• _Directions for this task_
The lines from the top of the records below through the one containing "example | (244,149)" are to be transcribed exactly, and nothing else is to be added.
____
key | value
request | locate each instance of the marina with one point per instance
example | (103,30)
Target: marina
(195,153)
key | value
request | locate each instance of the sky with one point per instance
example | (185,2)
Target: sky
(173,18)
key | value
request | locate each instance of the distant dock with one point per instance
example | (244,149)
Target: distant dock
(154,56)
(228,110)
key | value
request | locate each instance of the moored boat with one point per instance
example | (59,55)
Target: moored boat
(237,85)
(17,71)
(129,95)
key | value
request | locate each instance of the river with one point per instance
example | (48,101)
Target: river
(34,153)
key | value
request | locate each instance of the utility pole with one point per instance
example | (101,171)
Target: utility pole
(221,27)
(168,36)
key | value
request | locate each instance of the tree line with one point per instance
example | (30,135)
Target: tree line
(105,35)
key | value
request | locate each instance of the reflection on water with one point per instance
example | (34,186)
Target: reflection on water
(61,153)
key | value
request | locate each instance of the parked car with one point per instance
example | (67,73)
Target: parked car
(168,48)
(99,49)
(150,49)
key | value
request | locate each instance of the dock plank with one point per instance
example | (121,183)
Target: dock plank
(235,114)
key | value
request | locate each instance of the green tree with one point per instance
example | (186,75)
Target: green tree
____
• _Answer box_
key | value
request | locate each instance of the marina with one point per instance
example | (103,30)
Target: marina
(195,153)
key | value
request | locate each instance of the sky with one point per instance
example | (185,2)
Target: sky
(173,18)
key | value
request | locate each instance of the distant dock with one point per instance
example | (244,149)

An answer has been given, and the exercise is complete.